Reproduce every line of the entries below with "marker" substituted by "pin" and everything else left unchanged. Omit the pictures from your answer.

(Data items)
>> Start
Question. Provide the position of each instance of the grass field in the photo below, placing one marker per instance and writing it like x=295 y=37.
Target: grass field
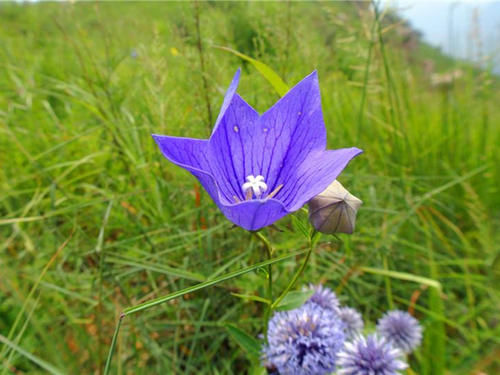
x=93 y=219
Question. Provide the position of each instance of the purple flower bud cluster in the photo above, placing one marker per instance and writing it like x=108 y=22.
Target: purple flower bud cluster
x=322 y=336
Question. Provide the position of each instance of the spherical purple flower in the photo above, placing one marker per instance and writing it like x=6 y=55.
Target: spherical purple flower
x=370 y=356
x=401 y=329
x=324 y=297
x=304 y=341
x=353 y=322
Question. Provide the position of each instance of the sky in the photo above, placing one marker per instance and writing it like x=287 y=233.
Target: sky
x=465 y=29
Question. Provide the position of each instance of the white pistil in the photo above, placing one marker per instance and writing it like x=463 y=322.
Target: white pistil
x=255 y=185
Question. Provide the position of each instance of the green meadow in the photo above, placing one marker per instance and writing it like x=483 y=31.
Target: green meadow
x=94 y=220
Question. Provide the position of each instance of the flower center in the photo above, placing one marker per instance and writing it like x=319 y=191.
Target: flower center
x=255 y=185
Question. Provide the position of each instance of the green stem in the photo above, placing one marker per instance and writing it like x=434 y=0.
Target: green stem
x=269 y=251
x=113 y=344
x=298 y=273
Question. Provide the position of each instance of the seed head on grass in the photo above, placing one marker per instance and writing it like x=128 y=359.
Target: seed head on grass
x=304 y=341
x=370 y=356
x=401 y=329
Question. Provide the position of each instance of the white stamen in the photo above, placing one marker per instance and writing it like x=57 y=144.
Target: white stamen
x=256 y=184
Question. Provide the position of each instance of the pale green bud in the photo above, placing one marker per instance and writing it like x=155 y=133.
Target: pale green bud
x=334 y=210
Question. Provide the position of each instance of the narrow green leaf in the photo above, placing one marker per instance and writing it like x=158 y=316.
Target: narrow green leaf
x=251 y=297
x=435 y=337
x=248 y=343
x=404 y=276
x=205 y=284
x=294 y=299
x=270 y=75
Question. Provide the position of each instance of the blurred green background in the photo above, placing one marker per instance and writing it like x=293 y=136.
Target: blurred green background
x=93 y=219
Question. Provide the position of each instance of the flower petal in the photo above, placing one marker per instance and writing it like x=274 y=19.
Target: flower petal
x=231 y=147
x=228 y=97
x=313 y=176
x=292 y=128
x=191 y=154
x=254 y=214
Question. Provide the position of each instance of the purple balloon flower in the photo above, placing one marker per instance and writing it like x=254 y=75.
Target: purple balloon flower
x=259 y=168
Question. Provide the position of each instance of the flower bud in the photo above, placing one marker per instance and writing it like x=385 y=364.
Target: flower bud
x=334 y=210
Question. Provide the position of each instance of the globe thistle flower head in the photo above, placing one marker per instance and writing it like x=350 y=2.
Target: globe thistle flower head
x=370 y=356
x=323 y=297
x=353 y=322
x=304 y=341
x=401 y=329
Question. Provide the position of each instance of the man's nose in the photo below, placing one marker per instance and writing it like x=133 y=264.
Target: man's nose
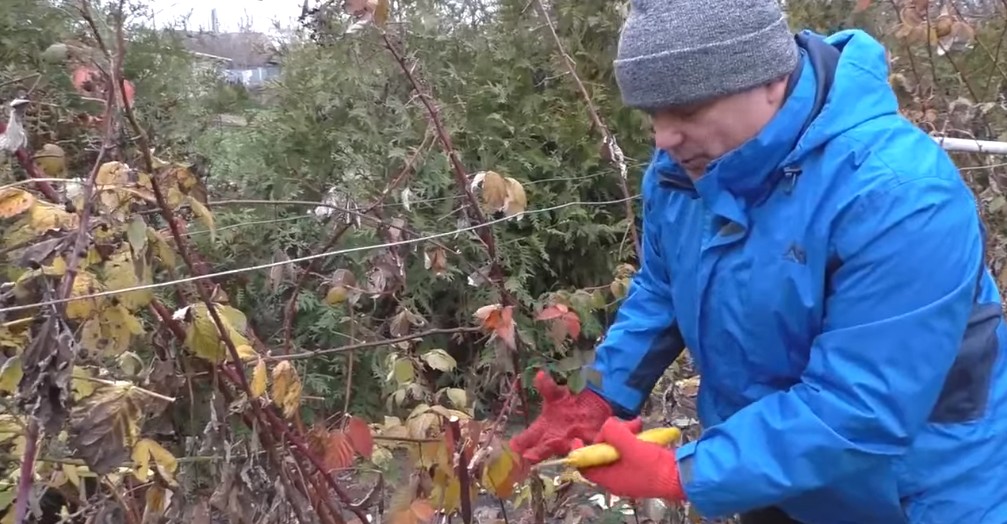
x=668 y=137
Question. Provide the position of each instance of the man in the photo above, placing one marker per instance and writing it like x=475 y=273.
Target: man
x=823 y=261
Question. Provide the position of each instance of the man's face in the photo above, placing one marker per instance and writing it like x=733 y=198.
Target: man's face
x=697 y=134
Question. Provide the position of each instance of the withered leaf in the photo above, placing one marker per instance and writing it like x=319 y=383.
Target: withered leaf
x=286 y=391
x=47 y=367
x=360 y=436
x=105 y=425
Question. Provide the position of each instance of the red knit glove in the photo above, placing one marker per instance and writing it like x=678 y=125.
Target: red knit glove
x=564 y=416
x=643 y=471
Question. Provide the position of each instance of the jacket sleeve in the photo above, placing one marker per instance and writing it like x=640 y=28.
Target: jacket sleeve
x=900 y=300
x=644 y=339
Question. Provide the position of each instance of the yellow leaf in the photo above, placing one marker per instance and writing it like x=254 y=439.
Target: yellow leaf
x=439 y=360
x=457 y=396
x=162 y=251
x=381 y=12
x=14 y=340
x=516 y=201
x=258 y=385
x=336 y=294
x=72 y=474
x=146 y=450
x=203 y=215
x=81 y=385
x=43 y=217
x=85 y=284
x=111 y=331
x=141 y=459
x=136 y=234
x=112 y=173
x=286 y=388
x=105 y=426
x=52 y=160
x=403 y=371
x=155 y=503
x=494 y=190
x=446 y=491
x=14 y=202
x=203 y=338
x=496 y=475
x=124 y=270
x=12 y=434
x=10 y=374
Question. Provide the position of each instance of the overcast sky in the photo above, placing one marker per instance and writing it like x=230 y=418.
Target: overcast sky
x=231 y=14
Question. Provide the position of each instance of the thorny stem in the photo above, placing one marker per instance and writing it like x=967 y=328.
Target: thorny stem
x=613 y=150
x=66 y=286
x=236 y=373
x=372 y=344
x=459 y=170
x=462 y=471
x=291 y=308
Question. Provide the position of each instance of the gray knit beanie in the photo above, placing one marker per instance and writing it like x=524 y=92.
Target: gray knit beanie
x=680 y=51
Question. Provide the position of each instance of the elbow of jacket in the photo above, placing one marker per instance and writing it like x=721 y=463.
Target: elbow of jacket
x=870 y=428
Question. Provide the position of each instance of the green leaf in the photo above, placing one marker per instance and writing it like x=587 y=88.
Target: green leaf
x=403 y=371
x=137 y=234
x=439 y=360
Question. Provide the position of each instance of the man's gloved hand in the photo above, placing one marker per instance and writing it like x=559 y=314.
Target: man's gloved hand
x=564 y=416
x=643 y=471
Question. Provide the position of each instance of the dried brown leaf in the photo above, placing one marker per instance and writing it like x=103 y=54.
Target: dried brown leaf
x=361 y=437
x=286 y=391
x=105 y=425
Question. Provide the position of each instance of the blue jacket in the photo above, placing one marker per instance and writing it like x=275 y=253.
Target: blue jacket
x=828 y=278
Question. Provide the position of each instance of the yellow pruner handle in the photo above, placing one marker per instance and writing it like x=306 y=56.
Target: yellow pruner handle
x=602 y=453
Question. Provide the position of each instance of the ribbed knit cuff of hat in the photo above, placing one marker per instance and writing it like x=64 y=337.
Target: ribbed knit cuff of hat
x=680 y=52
>> End
### SOLUTION FOR THIS PROBLEM
Question. Provide the position of each instance of the grass field in the photo below, placing one pin per instance and writing it like x=295 y=37.
Target: grass field
x=93 y=219
Question. Provide the position of each instance of the purple flower bud cluster in the photo above, placing one pin per instance and writing it like x=108 y=22.
Target: purple flower bud cluster
x=322 y=336
Question. Provide the position of each instance of the spherical purple flower in the photo above, placing one pin per instance and writing it like x=6 y=55.
Target: spherical purple flower
x=370 y=356
x=401 y=329
x=324 y=297
x=304 y=341
x=353 y=322
Question. Provide the position of each instance of the sky in the photo above, placing one pin per instance and writing it like x=287 y=233.
Target: sky
x=465 y=29
Question. Provide the position of each instance of the white pistil in the photo above, placing one pin per instance and writing it like x=463 y=322.
Target: white pistil
x=255 y=185
Question. Provide the position of each instance of the green meadow in the photo above, placing one pin per instance and writing it like x=483 y=31.
Target: green meadow
x=94 y=220
Question. Provide the position of each instance of the flower center in the photo above, placing one pin per instance and writing it like x=319 y=191.
Target: flower center
x=255 y=185
Question. Provide the position of each instance of the green stem in the photo above, placing one pin per instance and writing it like x=434 y=0.
Target: green stem
x=269 y=251
x=113 y=344
x=298 y=273
Question. Provide the position of each instance of the seed head on grass in the photo above, placing one pin per instance and writing it like x=128 y=359.
Target: seed head on grass
x=304 y=341
x=370 y=356
x=401 y=329
Question. Provide the position of each instance of the white stamen in the photo above, placing one pin per instance and writing it like x=57 y=144.
Target: white stamen
x=256 y=184
Question. Provide the position of each instance of the pale green bud in the photo above, placing one pin per instance and writing it like x=155 y=133.
Target: pale green bud
x=334 y=210
Question. Provide the position of each instance of the narrow green leaf in the photo above, placing one pin per instance and writing it like x=158 y=316.
Target: narrow green leaf
x=251 y=297
x=435 y=337
x=248 y=343
x=404 y=276
x=205 y=284
x=294 y=299
x=270 y=75
Question. Provide the position of each instance of the blurred green background in the photo above, placing one pin per instance and writing it like x=293 y=136.
Target: blurred green background
x=93 y=219
Question. Provide the position of each instance of the flower petal in the photo above, placing one pin per instance and writing it like x=274 y=19.
Target: flower petal
x=231 y=147
x=228 y=97
x=313 y=176
x=292 y=128
x=191 y=154
x=254 y=214
Question. Provide the position of each instance of the purple balloon flower in the photo above, placing one pin per instance and writing it like x=254 y=75.
Target: purple balloon flower
x=259 y=168
Question. Provide the position of each instance of the flower bud in the photo above, placing one pin per instance and writing it like x=385 y=364.
Target: flower bud
x=334 y=210
Question. Provide the position of each instance of the globe thistle flower head in the photo above, placing one pin per instance and writing it like x=350 y=2.
Target: globe thistle flower head
x=370 y=356
x=323 y=297
x=353 y=322
x=304 y=341
x=401 y=329
Question. Provide the position of each instance of the man's nose in the photo below, placing one pin per instance and writing it like x=133 y=264.
Target: man's nose
x=668 y=137
Question. Provide the position of each instance of the man in the photo above, placing one pin per instance and writing it like x=475 y=273.
Target: man
x=823 y=261
Question. Provide the position of each instance of the man's face in the photo above, placing one pin per instance and writing it like x=733 y=198.
Target: man's face
x=697 y=134
Question. Provide the position of each instance of the withered leaf in the photo above, placing one pin per instance and writing it like x=319 y=383.
Target: withered leaf
x=286 y=391
x=47 y=367
x=360 y=436
x=105 y=425
Question. Provide the position of each instance of the red knit glove in the photo above, placing one pin per instance and writing it like x=678 y=125.
Target: red knit glove
x=564 y=416
x=643 y=471
Question. Provide the position of each instance of the jacket sleeve in the photo above, placing one pin per instance and writing it like x=640 y=28.
Target: jacket sleeve
x=900 y=300
x=644 y=339
Question. Provide the position of each instance of the yellow leaf in the photo above, placing one pin per instance and writing it like x=254 y=439.
Target: yellow leaf
x=439 y=360
x=457 y=396
x=162 y=251
x=381 y=12
x=14 y=340
x=516 y=201
x=258 y=385
x=336 y=294
x=72 y=474
x=146 y=450
x=203 y=215
x=81 y=385
x=43 y=217
x=85 y=284
x=111 y=331
x=141 y=459
x=136 y=234
x=112 y=173
x=286 y=388
x=105 y=426
x=52 y=160
x=403 y=371
x=155 y=503
x=494 y=190
x=446 y=491
x=14 y=202
x=203 y=338
x=496 y=475
x=124 y=270
x=12 y=434
x=10 y=374
Question. Provide the position of each instance of the overcast sky in the photo above, placing one pin per instance and writing it like x=230 y=418.
Target: overcast sky
x=231 y=14
Question. Provide the position of each instance of the thorny stem in the photo above, placing one pin per instance and writing it like x=967 y=328.
Target: thorny stem
x=613 y=150
x=66 y=286
x=236 y=373
x=372 y=344
x=459 y=170
x=462 y=471
x=291 y=308
Question. Provide the position of each instance of the gray knit beanie in the photo above, placing one pin per instance and writing it like x=524 y=92.
Target: gray knit beanie
x=680 y=51
Question. Provide the position of each instance of the elbow of jacket in the photo above, placing one pin per instance and writing it like x=721 y=463.
Target: elbow of jacket
x=870 y=428
Question. Provide the position of each instance of the green leaf in the photo above, placing one pin per instance and writing it like x=587 y=88.
Target: green leaf
x=403 y=371
x=137 y=234
x=439 y=360
Question. Provide the position of each instance of the man's gloved hand in the photo above, placing one pin per instance and writing it like x=559 y=314.
Target: man's gloved hand
x=564 y=416
x=643 y=471
Question. Provide the position of each instance of the dried brown leaf in the photo above, placing one pin per instance and writing it like x=103 y=54.
Target: dried brown leaf
x=361 y=437
x=286 y=391
x=105 y=425
Question. Provide the position of each instance of the blue jacket in the photo above, placing one pin per instance and writing it like x=275 y=253.
Target: blue jacket
x=828 y=278
Question. Provide the position of each instance of the yellow pruner handle in the photo above, placing one pin per instance and writing it like x=306 y=56.
Target: yellow pruner handle
x=602 y=453
Question. Provide the position of each instance of the ribbed knit cuff of hat in the photo above, placing one pin per instance and writing it like x=64 y=337.
Target: ribbed knit cuff of hat
x=680 y=52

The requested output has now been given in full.